**Raw records:**
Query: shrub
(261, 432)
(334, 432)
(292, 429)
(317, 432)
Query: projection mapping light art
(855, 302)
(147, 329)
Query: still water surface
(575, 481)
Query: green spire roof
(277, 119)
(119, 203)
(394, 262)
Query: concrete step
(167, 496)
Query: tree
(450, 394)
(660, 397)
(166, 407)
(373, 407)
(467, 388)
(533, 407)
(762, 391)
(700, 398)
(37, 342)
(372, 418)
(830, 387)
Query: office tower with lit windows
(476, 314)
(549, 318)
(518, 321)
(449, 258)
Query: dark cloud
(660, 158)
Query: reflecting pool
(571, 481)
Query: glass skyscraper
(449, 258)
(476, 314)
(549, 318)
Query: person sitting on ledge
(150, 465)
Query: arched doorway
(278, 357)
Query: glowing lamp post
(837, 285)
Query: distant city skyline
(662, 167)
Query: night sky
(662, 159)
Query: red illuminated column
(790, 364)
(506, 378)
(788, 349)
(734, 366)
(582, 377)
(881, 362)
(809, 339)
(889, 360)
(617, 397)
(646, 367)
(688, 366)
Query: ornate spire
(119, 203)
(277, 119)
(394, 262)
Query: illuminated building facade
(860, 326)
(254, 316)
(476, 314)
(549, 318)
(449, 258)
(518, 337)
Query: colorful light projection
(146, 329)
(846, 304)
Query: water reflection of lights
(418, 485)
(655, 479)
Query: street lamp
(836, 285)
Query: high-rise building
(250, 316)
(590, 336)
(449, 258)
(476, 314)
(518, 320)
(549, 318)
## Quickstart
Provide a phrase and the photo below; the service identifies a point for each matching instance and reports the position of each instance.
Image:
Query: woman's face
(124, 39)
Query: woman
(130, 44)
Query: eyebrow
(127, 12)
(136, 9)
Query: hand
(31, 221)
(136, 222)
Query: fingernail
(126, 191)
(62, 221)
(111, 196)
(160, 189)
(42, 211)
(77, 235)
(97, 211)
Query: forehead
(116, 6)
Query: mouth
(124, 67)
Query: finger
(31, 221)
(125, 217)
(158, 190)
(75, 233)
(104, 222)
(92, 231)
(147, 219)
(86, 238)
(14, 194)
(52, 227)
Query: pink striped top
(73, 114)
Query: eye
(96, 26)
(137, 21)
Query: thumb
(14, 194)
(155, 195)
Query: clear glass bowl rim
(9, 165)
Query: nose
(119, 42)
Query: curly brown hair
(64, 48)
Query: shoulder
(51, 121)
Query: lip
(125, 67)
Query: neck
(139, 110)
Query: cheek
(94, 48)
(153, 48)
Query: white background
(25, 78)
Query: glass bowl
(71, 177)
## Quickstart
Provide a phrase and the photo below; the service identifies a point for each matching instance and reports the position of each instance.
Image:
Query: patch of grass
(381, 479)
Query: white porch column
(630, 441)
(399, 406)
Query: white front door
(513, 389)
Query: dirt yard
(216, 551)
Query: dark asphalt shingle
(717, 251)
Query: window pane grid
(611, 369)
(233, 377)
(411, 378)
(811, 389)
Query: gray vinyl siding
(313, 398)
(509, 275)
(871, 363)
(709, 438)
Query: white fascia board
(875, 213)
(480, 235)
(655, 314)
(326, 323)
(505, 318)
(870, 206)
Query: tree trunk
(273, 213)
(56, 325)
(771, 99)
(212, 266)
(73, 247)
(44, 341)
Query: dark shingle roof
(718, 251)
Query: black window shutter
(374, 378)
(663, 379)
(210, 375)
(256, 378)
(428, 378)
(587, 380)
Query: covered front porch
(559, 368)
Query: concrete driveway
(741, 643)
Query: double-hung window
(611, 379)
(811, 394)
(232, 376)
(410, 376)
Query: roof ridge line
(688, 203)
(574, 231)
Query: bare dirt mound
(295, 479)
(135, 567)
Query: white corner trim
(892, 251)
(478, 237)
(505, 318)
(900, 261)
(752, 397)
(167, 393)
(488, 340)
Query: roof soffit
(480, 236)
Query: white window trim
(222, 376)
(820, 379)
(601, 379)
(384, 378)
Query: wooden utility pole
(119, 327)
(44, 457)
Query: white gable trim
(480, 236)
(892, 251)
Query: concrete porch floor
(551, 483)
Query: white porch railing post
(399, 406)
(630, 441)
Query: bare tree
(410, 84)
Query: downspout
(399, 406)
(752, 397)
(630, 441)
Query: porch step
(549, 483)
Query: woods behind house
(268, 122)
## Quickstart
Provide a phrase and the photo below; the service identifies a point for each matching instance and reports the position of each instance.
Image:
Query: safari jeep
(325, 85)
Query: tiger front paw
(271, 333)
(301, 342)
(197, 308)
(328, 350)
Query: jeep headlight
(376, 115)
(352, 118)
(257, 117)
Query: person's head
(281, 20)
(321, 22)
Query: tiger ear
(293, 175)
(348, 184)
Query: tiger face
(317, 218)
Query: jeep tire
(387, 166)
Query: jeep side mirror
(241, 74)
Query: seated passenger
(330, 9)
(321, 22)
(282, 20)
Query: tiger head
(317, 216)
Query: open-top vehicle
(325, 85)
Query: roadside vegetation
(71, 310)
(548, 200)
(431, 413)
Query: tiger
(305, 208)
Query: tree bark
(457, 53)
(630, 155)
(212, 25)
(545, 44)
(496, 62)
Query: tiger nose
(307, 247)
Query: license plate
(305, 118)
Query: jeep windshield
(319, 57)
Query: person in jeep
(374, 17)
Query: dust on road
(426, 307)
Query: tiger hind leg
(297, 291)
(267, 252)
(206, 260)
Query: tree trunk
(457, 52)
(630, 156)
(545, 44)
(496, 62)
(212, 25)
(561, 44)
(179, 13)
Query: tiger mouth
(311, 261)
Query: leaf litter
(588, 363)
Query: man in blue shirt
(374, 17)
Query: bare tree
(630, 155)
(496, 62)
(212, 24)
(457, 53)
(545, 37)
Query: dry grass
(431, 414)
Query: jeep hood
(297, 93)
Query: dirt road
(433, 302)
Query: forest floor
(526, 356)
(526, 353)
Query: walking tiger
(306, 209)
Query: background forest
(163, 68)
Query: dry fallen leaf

**WHAT YOU WILL DO:** Write each line above out exactly.

**WORKED ANSWER:**
Query: shrub
(261, 432)
(334, 432)
(292, 429)
(317, 432)
Query: projection mapping light art
(855, 302)
(147, 329)
Query: still water surface
(575, 481)
Query: green spire roof
(277, 119)
(119, 203)
(394, 262)
Query: concrete step
(167, 496)
Query: tree
(450, 394)
(660, 397)
(166, 407)
(373, 407)
(467, 388)
(533, 407)
(762, 391)
(700, 398)
(37, 342)
(372, 418)
(830, 387)
Query: office tower with lit windows
(476, 314)
(549, 318)
(518, 321)
(449, 258)
Query: dark cloud
(660, 158)
Query: reflecting pool
(571, 481)
Query: glass skyscraper
(449, 258)
(476, 314)
(549, 318)
Query: person sitting on ledge
(150, 465)
Query: arched doorway
(278, 357)
Query: glowing lamp post
(837, 285)
Query: distant city skyline
(662, 167)
Query: night sky
(662, 159)
Query: red illuminated column
(790, 364)
(506, 378)
(788, 349)
(734, 366)
(582, 377)
(881, 362)
(809, 339)
(889, 360)
(617, 397)
(646, 367)
(688, 366)
Query: ornate spire
(119, 203)
(277, 119)
(394, 262)
Query: illuminated building facade
(860, 326)
(254, 316)
(476, 314)
(549, 318)
(449, 258)
(518, 337)
Query: colorful light projection
(146, 329)
(846, 304)
Query: water reflection of lights
(418, 485)
(655, 479)
Query: street lamp
(836, 285)
Query: high-rise building
(250, 316)
(590, 336)
(449, 258)
(476, 314)
(518, 320)
(549, 318)
## Quickstart
Provide a phrase and the photo below; the service identifies a point for each matching instance and reports the position of each instance.
Image:
Query: woman's face
(124, 39)
Query: woman
(130, 44)
Query: eyebrow
(127, 12)
(136, 9)
Query: hand
(31, 221)
(136, 222)
Query: fingernail
(126, 191)
(62, 221)
(111, 196)
(160, 189)
(42, 211)
(77, 235)
(97, 211)
Query: forehead
(116, 6)
Query: mouth
(124, 67)
Query: finger
(31, 221)
(125, 217)
(158, 190)
(75, 233)
(104, 222)
(92, 231)
(147, 219)
(86, 238)
(14, 194)
(52, 227)
Query: pink striped top
(73, 114)
Query: eye
(96, 26)
(137, 21)
Query: thumb
(14, 194)
(155, 195)
Query: clear glass bowl rim
(9, 165)
Query: nose
(119, 42)
Query: curly brown hair
(64, 48)
Query: shoulder
(51, 121)
Query: lip
(125, 67)
Query: neck
(139, 110)
Query: cheek
(94, 48)
(153, 48)
Query: white background
(25, 78)
Query: glass bowl
(71, 177)
## Quickstart
Provide a phrase and the photo below; the service identifies a point for each matching instance and reports the position of each instance.
Image:
Query: patch of grass
(381, 479)
Query: white porch column
(630, 441)
(399, 406)
Query: white front door
(513, 389)
Query: dirt yard
(216, 551)
Query: dark asphalt shingle
(717, 251)
Query: window pane grid
(611, 369)
(233, 377)
(411, 378)
(811, 389)
Query: gray vinyl siding
(313, 398)
(509, 275)
(871, 363)
(709, 438)
Query: white fascia board
(875, 213)
(480, 235)
(655, 314)
(326, 323)
(505, 318)
(870, 206)
Query: tree trunk
(273, 213)
(56, 325)
(771, 99)
(212, 266)
(73, 247)
(44, 341)
Query: dark shingle roof
(718, 251)
Query: black window shutter
(374, 378)
(663, 379)
(210, 375)
(256, 378)
(428, 378)
(587, 380)
Query: covered front porch
(559, 368)
Query: concrete driveway
(741, 643)
Query: double-hung window
(611, 379)
(811, 394)
(232, 376)
(410, 376)
Query: roof ridge line
(688, 203)
(574, 231)
Query: bare dirt mound
(295, 479)
(135, 567)
Query: white corner trim
(892, 251)
(478, 237)
(505, 318)
(900, 261)
(752, 397)
(167, 393)
(488, 340)
Query: roof soffit
(480, 236)
Query: white window trim
(222, 376)
(820, 379)
(601, 379)
(384, 378)
Query: wooden utility pole
(119, 327)
(44, 457)
Query: white gable trim
(480, 236)
(892, 251)
Query: concrete porch floor
(551, 483)
Query: white porch railing post
(399, 406)
(630, 441)
Query: bare tree
(410, 84)
Query: downspout
(399, 406)
(752, 397)
(630, 441)
Query: porch step
(549, 483)
Query: woods behind house
(268, 122)
## Quickstart
Provide a phrase and the photo below; the service identifies a point for each matching instance and reports the position of each instance.
Image:
Query: safari jeep
(325, 85)
Query: tiger front paw
(271, 333)
(301, 342)
(197, 308)
(328, 350)
Query: jeep headlight
(376, 115)
(352, 118)
(257, 117)
Query: person's head
(281, 20)
(321, 22)
Query: tiger ear
(293, 175)
(348, 184)
Query: tiger face
(317, 218)
Query: jeep tire
(387, 166)
Query: jeep side mirror
(241, 74)
Query: seated passenger
(330, 9)
(321, 22)
(282, 20)
Query: tiger head
(317, 216)
Query: open-top vehicle
(325, 85)
Query: roadside vegetation
(71, 310)
(548, 200)
(431, 413)
Query: tiger
(305, 208)
Query: tree bark
(457, 53)
(630, 155)
(212, 25)
(545, 44)
(496, 62)
Query: tiger nose
(307, 247)
Query: license plate
(305, 118)
Query: jeep windshield
(319, 57)
Query: person in jeep
(374, 17)
Query: dust on road
(426, 307)
Query: tiger hind leg
(297, 291)
(267, 252)
(206, 260)
Query: tree trunk
(457, 52)
(630, 156)
(545, 44)
(496, 62)
(212, 25)
(561, 44)
(179, 13)
Query: tiger mouth
(311, 261)
Query: leaf litter
(588, 363)
Query: man in blue shirt
(374, 17)
Query: bare tree
(630, 155)
(496, 62)
(212, 24)
(457, 53)
(545, 37)
Query: dry grass
(431, 414)
Query: jeep hood
(297, 93)
Query: dirt road
(433, 302)
Query: forest floor
(526, 356)
(526, 353)
Query: walking tiger
(306, 209)
Query: background forest
(163, 68)
Query: dry fallen leaf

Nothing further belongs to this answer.